== Exercise description ==
From the data that follows, print exactly the lines starting at the one containing "Target: black and white gable" and ending at the one containing "[locate] white polka"; include both of them and nothing more.

== Records provided ==
----

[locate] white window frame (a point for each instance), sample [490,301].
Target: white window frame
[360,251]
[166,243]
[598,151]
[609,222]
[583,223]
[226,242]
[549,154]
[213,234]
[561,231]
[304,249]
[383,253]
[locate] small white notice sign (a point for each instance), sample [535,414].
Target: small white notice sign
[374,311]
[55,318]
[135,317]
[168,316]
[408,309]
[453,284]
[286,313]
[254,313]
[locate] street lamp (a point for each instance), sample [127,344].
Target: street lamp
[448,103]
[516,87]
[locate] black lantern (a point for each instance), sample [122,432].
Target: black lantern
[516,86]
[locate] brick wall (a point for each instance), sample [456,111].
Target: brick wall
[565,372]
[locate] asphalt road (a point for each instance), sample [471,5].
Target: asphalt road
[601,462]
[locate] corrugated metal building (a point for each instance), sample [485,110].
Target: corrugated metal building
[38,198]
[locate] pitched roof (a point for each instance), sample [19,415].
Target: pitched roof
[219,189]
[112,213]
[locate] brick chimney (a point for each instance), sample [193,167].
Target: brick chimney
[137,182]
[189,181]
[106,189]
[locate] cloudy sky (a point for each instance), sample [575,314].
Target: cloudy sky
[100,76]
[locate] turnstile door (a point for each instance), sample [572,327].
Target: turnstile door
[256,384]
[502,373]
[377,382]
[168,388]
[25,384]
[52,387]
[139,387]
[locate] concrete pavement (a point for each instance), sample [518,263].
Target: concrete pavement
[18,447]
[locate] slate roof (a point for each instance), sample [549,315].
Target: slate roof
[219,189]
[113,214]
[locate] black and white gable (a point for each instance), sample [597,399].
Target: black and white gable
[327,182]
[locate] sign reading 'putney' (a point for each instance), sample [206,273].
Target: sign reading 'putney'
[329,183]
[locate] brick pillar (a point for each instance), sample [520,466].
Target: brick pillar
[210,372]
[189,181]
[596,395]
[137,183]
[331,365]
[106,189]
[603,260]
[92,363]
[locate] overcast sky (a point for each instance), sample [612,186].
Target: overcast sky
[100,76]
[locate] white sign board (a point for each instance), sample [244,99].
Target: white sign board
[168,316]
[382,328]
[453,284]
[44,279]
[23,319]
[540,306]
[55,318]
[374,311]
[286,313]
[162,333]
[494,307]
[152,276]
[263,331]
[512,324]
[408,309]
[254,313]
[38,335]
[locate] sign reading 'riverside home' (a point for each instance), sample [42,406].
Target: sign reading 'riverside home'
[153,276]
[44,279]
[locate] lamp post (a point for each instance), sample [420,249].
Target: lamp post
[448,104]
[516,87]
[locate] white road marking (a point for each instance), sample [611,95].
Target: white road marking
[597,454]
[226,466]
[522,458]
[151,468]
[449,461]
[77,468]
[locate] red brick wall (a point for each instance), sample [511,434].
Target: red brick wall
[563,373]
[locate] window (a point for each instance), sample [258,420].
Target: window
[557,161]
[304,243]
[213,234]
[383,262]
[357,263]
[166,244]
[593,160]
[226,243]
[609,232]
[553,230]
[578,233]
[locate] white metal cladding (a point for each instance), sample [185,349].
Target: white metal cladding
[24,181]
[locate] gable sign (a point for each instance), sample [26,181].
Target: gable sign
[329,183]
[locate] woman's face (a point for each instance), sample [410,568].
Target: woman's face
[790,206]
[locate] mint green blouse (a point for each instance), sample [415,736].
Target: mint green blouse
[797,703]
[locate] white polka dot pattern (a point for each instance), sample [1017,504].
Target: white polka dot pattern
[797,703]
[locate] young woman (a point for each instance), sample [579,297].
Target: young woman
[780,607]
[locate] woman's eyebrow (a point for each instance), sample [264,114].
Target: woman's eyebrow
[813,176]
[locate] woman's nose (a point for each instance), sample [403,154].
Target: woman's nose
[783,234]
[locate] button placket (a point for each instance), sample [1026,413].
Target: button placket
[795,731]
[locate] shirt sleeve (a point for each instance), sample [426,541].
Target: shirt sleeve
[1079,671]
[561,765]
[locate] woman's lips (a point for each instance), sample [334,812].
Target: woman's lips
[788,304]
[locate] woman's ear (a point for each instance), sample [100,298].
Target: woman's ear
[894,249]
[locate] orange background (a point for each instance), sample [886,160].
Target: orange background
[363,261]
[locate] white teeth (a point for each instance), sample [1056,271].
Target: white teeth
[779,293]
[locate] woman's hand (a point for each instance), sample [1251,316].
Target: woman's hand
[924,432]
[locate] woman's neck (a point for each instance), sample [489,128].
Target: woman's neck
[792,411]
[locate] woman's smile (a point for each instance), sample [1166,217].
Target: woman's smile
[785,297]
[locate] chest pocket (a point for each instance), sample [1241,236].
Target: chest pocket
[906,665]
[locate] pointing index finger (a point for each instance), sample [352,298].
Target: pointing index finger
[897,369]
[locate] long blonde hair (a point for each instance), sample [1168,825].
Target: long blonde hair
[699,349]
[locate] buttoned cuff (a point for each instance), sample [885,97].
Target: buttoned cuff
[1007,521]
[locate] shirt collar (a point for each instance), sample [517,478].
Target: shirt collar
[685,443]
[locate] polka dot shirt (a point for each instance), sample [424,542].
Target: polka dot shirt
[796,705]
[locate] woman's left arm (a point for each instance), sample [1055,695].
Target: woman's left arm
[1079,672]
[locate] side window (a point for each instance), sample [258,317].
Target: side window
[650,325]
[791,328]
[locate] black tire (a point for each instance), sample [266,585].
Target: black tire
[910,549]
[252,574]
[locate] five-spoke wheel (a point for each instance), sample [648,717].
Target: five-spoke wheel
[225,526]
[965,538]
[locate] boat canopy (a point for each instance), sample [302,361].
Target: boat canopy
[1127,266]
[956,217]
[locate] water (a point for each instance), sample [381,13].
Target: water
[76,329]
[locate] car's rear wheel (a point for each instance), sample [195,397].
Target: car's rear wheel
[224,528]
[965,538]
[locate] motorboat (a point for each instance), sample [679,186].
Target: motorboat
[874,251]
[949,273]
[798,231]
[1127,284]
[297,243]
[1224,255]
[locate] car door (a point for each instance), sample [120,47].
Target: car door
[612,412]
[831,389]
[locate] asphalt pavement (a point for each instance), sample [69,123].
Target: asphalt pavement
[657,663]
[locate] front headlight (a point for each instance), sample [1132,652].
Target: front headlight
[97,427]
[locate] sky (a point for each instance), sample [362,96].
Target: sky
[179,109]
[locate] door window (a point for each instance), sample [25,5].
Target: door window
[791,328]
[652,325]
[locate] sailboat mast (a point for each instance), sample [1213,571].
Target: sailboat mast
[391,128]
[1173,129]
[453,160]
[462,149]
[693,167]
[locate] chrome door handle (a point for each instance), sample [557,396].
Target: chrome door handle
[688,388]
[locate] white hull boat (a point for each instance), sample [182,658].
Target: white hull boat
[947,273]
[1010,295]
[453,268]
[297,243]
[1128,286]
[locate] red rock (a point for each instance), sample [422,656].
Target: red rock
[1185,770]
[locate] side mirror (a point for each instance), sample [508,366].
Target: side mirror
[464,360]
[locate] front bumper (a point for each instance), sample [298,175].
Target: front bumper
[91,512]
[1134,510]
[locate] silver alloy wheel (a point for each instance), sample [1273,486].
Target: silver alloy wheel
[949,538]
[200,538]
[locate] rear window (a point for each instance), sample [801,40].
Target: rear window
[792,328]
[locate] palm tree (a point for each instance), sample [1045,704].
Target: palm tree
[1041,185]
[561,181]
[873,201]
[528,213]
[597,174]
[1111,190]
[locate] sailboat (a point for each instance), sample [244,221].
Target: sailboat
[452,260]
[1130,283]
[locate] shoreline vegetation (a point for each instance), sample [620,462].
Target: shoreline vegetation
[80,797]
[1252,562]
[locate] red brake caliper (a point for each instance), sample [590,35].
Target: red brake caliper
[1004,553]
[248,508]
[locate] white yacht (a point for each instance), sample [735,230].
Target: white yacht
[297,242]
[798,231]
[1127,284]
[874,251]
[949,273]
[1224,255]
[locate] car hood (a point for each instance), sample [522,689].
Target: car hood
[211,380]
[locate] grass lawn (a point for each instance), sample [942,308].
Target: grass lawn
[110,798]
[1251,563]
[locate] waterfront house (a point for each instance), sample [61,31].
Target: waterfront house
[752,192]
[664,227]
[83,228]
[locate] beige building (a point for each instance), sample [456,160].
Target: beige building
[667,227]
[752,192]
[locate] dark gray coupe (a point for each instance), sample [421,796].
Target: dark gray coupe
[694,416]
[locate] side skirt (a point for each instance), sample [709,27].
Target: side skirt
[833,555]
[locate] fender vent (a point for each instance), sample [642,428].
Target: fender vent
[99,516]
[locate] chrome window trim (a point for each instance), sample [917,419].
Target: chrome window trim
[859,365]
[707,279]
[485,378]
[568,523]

----

== The answer ==
Target: black and white gable
[327,182]
[locate] sign reading 'putney' (a point for each instance), sample [206,273].
Target: sign reading 'putney'
[329,183]
[locate] brick pillar (a point for each instance), sample [520,466].
Target: brick pillar
[210,372]
[189,181]
[596,395]
[137,183]
[331,365]
[106,189]
[603,260]
[92,363]
[locate] overcast sky (a point for each instance), sample [612,186].
Target: overcast sky
[100,76]
[locate] white sign board (a point for each instance), sample [244,99].
Target: white sign board
[168,316]
[382,328]
[453,284]
[44,279]
[23,319]
[540,306]
[55,318]
[374,311]
[286,313]
[162,333]
[494,307]
[152,276]
[263,331]
[512,324]
[408,309]
[254,313]
[38,335]
[locate] sign reading 'riverside home' (a point for each instance), sample [42,406].
Target: sign reading 'riverside home'
[153,276]
[44,279]
[locate] lamp post (a point for each instance), sample [420,249].
Target: lamp post
[448,104]
[516,87]
[locate] white road marking (a point for each instance), sample [611,95].
Target: white road marking
[597,454]
[226,466]
[522,458]
[151,468]
[449,461]
[77,468]
[locate] red brick wall (a point for each instance), sample [511,434].
Target: red brick wall
[563,373]
[locate] window (a point for each instance), sample [258,420].
Target: window
[557,161]
[304,243]
[213,234]
[383,262]
[357,263]
[166,244]
[593,160]
[226,243]
[609,232]
[553,230]
[578,233]
[locate] white metal cladding (a point for each instance), sample [185,349].
Target: white metal cladding
[24,181]
[locate] gable sign (a point for each instance), sample [26,181].
Target: gable sign
[329,183]
[locate] woman's face (a point for each instance), sample [410,568].
Target: woman's face
[790,206]
[locate] mint green blouse (a point for each instance), sample [415,736].
Target: mint green blouse
[797,703]
[locate] white polka dot pattern (a point for each instance), sample [1017,504].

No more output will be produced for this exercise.